Task brief:
Each entry should be returned exactly as written, with no pictures carried over.

Data listing:
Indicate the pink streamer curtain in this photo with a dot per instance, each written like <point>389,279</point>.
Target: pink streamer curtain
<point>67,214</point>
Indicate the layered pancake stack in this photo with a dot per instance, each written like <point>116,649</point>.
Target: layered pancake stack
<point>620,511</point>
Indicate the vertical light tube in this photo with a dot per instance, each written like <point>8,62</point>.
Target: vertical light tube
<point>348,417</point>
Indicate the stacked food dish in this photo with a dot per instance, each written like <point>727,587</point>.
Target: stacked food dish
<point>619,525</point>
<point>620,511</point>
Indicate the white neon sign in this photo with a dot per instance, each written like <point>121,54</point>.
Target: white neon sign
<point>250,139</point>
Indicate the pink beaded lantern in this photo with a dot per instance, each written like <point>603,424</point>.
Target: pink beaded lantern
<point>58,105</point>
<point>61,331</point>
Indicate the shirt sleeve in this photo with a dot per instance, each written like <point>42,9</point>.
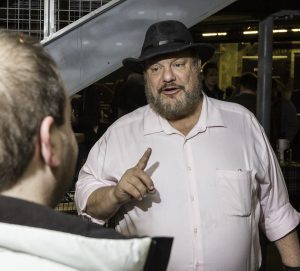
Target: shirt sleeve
<point>90,178</point>
<point>278,217</point>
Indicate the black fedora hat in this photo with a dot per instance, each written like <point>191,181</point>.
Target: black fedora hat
<point>167,37</point>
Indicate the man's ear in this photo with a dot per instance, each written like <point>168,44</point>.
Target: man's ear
<point>49,150</point>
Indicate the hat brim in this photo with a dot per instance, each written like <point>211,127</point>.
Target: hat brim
<point>205,52</point>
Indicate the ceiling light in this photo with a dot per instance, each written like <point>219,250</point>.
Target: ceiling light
<point>250,32</point>
<point>214,34</point>
<point>279,30</point>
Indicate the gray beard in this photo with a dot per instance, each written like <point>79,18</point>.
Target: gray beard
<point>178,110</point>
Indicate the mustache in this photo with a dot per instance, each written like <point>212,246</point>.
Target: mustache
<point>170,85</point>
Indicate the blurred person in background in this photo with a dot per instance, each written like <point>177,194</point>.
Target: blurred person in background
<point>247,92</point>
<point>284,123</point>
<point>190,166</point>
<point>38,154</point>
<point>210,74</point>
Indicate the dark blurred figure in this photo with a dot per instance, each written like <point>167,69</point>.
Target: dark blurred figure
<point>284,122</point>
<point>295,145</point>
<point>210,75</point>
<point>247,92</point>
<point>230,91</point>
<point>132,94</point>
<point>295,99</point>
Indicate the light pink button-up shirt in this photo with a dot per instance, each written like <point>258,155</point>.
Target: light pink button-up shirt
<point>213,186</point>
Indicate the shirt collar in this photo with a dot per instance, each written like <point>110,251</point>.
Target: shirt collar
<point>210,117</point>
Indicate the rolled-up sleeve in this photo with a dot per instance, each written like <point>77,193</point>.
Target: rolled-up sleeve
<point>89,178</point>
<point>278,215</point>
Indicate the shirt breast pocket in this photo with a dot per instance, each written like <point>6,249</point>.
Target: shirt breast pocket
<point>235,191</point>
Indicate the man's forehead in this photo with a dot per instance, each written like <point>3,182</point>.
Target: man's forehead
<point>170,56</point>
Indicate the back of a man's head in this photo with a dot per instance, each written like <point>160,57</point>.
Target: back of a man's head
<point>30,89</point>
<point>248,81</point>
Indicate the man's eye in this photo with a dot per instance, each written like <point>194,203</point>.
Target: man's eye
<point>178,65</point>
<point>155,68</point>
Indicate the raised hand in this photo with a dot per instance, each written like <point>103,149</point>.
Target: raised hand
<point>135,182</point>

Response to the exercise:
Indicate the pink streamer curtain in this photo with a dot per instance, each written like <point>389,279</point>.
Target: pink streamer curtain
<point>67,214</point>
Indicate the layered pancake stack in this photo with a dot per instance, each written like <point>116,649</point>.
Target: layered pancake stack
<point>620,511</point>
Indicate the vertical light tube in this photo with a dot per instance, each written like <point>8,62</point>.
Target: vertical light tube
<point>348,417</point>
Indicate the stacked food dish in this photo with a dot per instance, each written like <point>727,587</point>.
Target: stacked food dish
<point>619,525</point>
<point>620,511</point>
Indicate the white neon sign in this photo with a dot per instance, each written like <point>121,54</point>.
Target: white neon sign
<point>250,139</point>
Indicate the pink beaded lantern in this photo with a dot per instance, each written like <point>603,424</point>.
Target: pink beaded lantern
<point>58,105</point>
<point>61,331</point>
Indicate the shirt sleeve in this photo with a dot per instance, each written like <point>42,9</point>.
Target: shirt sleeve
<point>90,178</point>
<point>278,217</point>
Indicate the black fedora hat in this photo with a dot per instance, each written like <point>191,181</point>.
Target: black fedora hat
<point>167,37</point>
Indicate the man's ear in this photo with a dot per instance, each written like <point>168,44</point>.
Target: man's ear
<point>49,150</point>
Indicate the hat brim in this photo with a dot per instance, each written like <point>211,127</point>.
Target: hat brim
<point>205,52</point>
Indicate the ceiling light in this photo with a dot per instance, each written like <point>219,250</point>.
Target: ceiling light
<point>250,32</point>
<point>214,34</point>
<point>279,30</point>
Indicate the gray beard in this photo with a dot per instance, each written like <point>79,18</point>.
Target: gray beard
<point>178,110</point>
Indicate the mustache in this photo with a dot per instance, each written like <point>212,246</point>.
Target: mustache
<point>170,85</point>
Indicate the blurred person in background in this photo with a dot per instance, each written like <point>177,194</point>.
Target: blurred person in background
<point>247,92</point>
<point>284,123</point>
<point>190,166</point>
<point>38,154</point>
<point>210,74</point>
Indicate the dark blurred figure in this photo with a dot per instance, each written like <point>167,69</point>.
Target: dark blurred figure
<point>284,122</point>
<point>295,145</point>
<point>210,75</point>
<point>247,92</point>
<point>230,91</point>
<point>132,94</point>
<point>295,99</point>
Indicate the light pink button-up shirt in this photo with a dot per instance, each written like <point>258,155</point>.
Target: light pink button-up shirt
<point>213,186</point>
Indicate the shirt collar in this photo with a dot per instance, each written like <point>110,251</point>.
Target: shirt collar
<point>210,117</point>
Indicate the rolled-up sleeve in this photo with a dot per instance, each written like <point>77,193</point>.
Target: rolled-up sleeve
<point>89,178</point>
<point>278,215</point>
Indicate the shirt breast pocket in this photo with a dot per instance, each written like <point>6,249</point>.
Target: shirt breast pocket
<point>235,191</point>
Indicate the man's forehead in this photo with a dot per instance, each written like <point>3,182</point>.
Target: man's forehead
<point>170,56</point>
Indicate the back of a man's head in this photo with a dot per instance, each written like <point>160,57</point>.
Target: back of a man's head
<point>30,89</point>
<point>248,81</point>
Indicate the man's eye in this photo with a dot per instance, each written like <point>194,203</point>.
Target: man's eye
<point>178,65</point>
<point>155,68</point>
Indicate the raised hand in this photo with a dot per instance, each written like <point>103,149</point>.
Target: raised hand
<point>135,182</point>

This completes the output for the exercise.